Extracted entries |
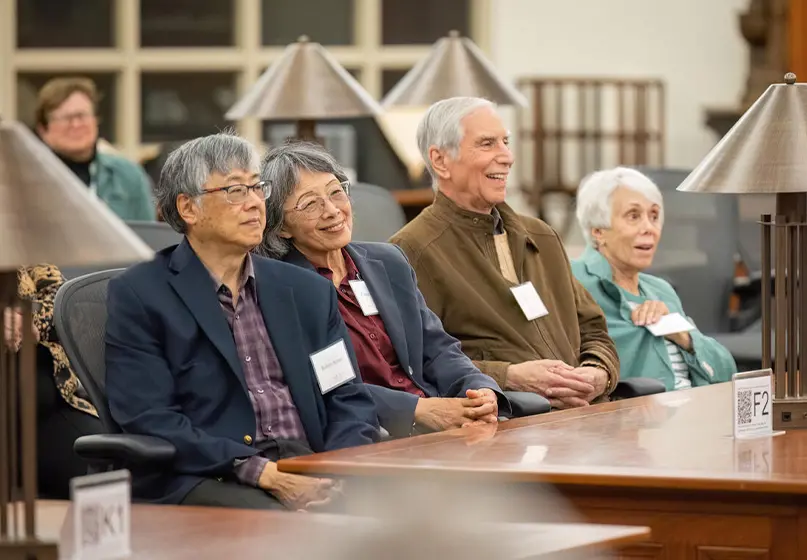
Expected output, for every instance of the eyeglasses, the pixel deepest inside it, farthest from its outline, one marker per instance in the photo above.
(238, 194)
(311, 208)
(81, 117)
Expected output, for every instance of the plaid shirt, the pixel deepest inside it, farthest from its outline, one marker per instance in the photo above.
(276, 416)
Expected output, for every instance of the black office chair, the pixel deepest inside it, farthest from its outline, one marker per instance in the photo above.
(79, 317)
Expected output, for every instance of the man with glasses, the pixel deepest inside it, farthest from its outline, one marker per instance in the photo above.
(66, 121)
(417, 374)
(236, 359)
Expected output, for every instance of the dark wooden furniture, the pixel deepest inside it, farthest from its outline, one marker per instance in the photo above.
(196, 533)
(577, 125)
(667, 461)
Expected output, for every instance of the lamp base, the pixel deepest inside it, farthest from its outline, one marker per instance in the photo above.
(28, 549)
(790, 414)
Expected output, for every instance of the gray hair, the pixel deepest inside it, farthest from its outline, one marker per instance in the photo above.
(188, 168)
(594, 196)
(280, 168)
(441, 126)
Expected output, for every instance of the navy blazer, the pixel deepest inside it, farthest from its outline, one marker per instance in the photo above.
(432, 358)
(172, 368)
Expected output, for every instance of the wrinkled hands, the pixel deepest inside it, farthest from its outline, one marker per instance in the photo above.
(480, 406)
(650, 313)
(563, 385)
(12, 328)
(298, 492)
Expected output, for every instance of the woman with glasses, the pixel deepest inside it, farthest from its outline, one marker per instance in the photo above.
(66, 122)
(418, 376)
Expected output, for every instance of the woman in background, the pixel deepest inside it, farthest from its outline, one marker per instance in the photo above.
(621, 213)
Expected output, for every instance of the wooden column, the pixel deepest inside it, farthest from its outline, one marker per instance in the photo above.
(797, 38)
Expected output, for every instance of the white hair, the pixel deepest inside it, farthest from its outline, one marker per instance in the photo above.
(595, 194)
(441, 126)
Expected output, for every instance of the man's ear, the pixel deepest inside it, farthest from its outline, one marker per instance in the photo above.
(597, 235)
(438, 160)
(188, 209)
(284, 233)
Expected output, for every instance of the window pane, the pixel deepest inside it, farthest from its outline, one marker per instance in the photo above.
(187, 23)
(28, 85)
(389, 78)
(329, 22)
(65, 23)
(415, 22)
(183, 105)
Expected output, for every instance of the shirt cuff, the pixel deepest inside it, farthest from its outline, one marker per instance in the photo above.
(249, 471)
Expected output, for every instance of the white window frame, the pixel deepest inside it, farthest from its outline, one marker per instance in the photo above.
(247, 58)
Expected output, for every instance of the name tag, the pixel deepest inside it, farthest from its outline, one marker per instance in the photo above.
(529, 301)
(99, 516)
(753, 409)
(362, 293)
(332, 366)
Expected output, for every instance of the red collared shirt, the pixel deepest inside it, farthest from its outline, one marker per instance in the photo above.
(378, 362)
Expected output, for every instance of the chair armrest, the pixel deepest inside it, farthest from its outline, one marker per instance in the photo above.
(125, 449)
(637, 387)
(523, 403)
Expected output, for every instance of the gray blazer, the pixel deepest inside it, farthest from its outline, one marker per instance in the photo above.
(432, 357)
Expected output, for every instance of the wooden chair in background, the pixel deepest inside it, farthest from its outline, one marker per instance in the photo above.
(577, 125)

Work instructions |
Give back the material exactly as written, images excluded.

Output of the exercise |
Expected output, for every instance of the eyeglasses, the pixel deepest inside it, farthest from its outline, one marker per instance in the photo above.
(238, 194)
(311, 208)
(81, 117)
Expected output, for every instance of the plaid shirt, the pixel deepest inside it, farthest from its outline, one marker per instance in the photo above.
(276, 416)
Expected output, for every instance of the black office chair, the pixel deepest inside it, farthest from its outline, one marker per instance in the photo above.
(79, 317)
Expected output, for every instance of the man with glasses, the pixel deepest inside it, farthest from its outline, one marker per instance in the photo above.
(66, 121)
(417, 374)
(236, 359)
Expected output, for every instance of the dark wooden furniture, the pixel deepest inside it, farthest from its outline, one marker per instance in the photo above.
(196, 533)
(577, 125)
(667, 461)
Expected output, for every instance of the lamp base, the pixel deepest inside it, farthest from its outline, one marker per instance in the photo above.
(28, 549)
(790, 414)
Expected output, for every instance of the gray hair, the pixel deepest inside it, farthest from its outline, one marker per instance in the photo above.
(188, 168)
(594, 196)
(280, 168)
(441, 126)
Expected output, for every instance of the navy blazer, the pixel deepest inside it, farthest from its outline, one marker per instance in the photo above.
(432, 358)
(172, 368)
Expected output, for every instance of the wrinkled hands, the pixel deepest inside it, farthest from its outline, one marker per instance in the photo above.
(480, 406)
(650, 313)
(563, 385)
(12, 328)
(298, 492)
Expected output, for every instance of the woman with glasses, the pixel deepest inside it, farthest from its outline, one marker per instance in the photo above.
(66, 122)
(418, 376)
Expected output, for every instance of the woman in background, the pixel deepest inside it, farthest from its outline, one marker per instance in the photo above.
(621, 213)
Expected output, for every instance of the wooden column, the pixel deepest inside it, farthest from its outline, one marker per instance in the photo above.
(797, 38)
Expected output, for every instance of the white hair, the pixel deepest inside it, farthest from its outline, one marker per instance in the photo above.
(595, 194)
(441, 126)
Expected output, for every instance of the man's ear, the pixel deepest inside it, farthest from its outline, one marker per instance in the photo above.
(597, 235)
(438, 160)
(188, 209)
(284, 233)
Expected output, for every instance of the window pane, the pixel deepest inside it, farthest from its outline, one marker per instance in the photo above.
(187, 23)
(28, 85)
(389, 78)
(329, 22)
(65, 23)
(415, 22)
(183, 105)
Expected output, for every instance of the shirt cuff, the pixel deepest inside it, farthest from its outline, one marker per instance in the photo above.
(249, 471)
Expected output, for every instance of the white window frame, the pixel deepest inside it, farthest from its outline, one marker per instance in the photo above.
(247, 58)
Expected output, for every instance of the name tag, the pixel deepest inside it, farthest from its outline, one marker per instance in the photo above.
(529, 301)
(99, 516)
(753, 409)
(362, 293)
(332, 366)
Expected output, for every instance of the red collared shirt, the pixel deepest inside it, farthest from its outline, one marker per instance in the photo above.
(378, 362)
Expected output, for every instance of the chair armrest, the pixel deepest inside it, farthest from its outline, one marker per instance in the photo above.
(125, 449)
(637, 387)
(523, 403)
Expected output, for every instance of the gray blazer, the pixel deepest inside it, farthest from its outline, one marker per instance in the photo above.
(432, 357)
Expected output, for every instance of the wooden chair in background, the pixel deepest inside it, farthest from its outline, one marker per instance in the photo above.
(577, 125)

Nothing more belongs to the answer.